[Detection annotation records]
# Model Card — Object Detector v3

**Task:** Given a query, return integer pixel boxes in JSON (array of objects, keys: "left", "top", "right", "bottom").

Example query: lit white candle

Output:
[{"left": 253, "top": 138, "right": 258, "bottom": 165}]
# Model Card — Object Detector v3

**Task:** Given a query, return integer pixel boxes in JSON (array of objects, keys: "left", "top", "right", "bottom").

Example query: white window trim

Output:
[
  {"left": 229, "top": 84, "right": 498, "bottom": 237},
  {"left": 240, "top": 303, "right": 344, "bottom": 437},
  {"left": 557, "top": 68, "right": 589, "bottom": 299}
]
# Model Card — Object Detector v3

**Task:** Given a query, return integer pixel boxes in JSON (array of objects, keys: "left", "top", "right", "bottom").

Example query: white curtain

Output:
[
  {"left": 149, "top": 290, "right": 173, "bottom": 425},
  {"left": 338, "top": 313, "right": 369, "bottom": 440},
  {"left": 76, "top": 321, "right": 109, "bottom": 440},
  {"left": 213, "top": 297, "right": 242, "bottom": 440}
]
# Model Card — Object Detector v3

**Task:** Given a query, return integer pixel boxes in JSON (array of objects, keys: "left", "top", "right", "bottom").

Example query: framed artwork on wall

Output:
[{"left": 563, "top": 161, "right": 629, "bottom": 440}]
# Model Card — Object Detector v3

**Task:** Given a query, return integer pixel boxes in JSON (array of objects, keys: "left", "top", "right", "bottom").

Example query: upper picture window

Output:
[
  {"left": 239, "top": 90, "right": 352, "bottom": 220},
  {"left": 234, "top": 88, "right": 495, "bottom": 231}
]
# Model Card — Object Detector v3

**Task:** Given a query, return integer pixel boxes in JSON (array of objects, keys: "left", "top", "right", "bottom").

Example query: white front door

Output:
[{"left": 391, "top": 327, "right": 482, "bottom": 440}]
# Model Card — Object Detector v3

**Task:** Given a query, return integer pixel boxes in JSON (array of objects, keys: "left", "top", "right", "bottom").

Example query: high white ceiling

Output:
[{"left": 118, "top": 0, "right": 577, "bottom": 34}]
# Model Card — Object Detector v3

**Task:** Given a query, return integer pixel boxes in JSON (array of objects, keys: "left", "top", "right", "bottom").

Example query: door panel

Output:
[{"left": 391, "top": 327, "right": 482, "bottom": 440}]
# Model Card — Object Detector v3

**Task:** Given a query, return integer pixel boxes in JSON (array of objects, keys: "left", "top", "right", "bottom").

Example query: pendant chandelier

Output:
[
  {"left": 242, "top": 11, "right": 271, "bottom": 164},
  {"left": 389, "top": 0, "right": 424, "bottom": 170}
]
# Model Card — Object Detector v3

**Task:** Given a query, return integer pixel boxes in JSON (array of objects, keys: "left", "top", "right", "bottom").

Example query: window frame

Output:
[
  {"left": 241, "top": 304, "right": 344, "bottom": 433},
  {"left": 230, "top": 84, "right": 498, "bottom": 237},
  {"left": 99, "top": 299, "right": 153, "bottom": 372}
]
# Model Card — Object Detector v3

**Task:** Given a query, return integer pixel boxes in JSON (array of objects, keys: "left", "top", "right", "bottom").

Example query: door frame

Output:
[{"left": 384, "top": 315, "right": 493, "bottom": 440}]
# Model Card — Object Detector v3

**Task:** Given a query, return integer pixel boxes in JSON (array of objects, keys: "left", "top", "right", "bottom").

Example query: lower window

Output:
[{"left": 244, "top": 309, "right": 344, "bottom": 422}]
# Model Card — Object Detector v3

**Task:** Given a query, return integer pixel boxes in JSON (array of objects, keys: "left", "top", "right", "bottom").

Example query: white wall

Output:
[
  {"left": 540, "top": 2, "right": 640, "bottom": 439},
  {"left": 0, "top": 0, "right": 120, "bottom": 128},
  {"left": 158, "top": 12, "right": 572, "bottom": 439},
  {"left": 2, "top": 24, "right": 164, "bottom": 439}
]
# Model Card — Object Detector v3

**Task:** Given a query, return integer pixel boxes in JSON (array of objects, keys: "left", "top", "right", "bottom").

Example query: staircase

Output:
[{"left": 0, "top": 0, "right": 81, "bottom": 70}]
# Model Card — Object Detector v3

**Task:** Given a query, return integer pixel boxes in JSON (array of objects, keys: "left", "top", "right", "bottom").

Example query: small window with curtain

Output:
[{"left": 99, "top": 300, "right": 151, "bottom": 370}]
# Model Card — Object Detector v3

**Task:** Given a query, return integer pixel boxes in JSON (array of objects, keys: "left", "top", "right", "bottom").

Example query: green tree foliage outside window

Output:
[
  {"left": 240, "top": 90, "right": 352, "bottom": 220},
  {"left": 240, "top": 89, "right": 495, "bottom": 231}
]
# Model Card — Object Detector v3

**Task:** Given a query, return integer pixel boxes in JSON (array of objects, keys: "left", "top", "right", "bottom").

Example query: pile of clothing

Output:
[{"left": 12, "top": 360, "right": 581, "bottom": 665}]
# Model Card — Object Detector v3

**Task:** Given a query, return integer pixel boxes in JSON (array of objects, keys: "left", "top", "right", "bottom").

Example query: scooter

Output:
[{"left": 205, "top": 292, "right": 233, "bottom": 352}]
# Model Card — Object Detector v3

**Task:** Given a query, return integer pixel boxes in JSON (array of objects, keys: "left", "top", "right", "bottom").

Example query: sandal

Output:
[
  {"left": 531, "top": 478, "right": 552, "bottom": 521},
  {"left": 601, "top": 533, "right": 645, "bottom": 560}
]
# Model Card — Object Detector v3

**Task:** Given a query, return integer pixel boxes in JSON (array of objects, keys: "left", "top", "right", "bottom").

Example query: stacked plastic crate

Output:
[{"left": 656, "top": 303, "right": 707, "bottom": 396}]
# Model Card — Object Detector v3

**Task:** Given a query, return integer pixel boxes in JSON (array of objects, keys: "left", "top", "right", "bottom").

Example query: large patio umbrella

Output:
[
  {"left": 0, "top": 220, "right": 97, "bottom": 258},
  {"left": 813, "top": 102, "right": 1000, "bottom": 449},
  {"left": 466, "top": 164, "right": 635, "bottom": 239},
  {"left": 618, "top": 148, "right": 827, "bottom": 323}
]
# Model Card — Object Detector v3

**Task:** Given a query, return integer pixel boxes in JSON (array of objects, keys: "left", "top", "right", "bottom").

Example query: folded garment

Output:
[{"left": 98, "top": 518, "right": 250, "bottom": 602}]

**What to do**:
Count the lines in the items above that contain the string "curtain". Give only the number.

**Output for this exercise**:
2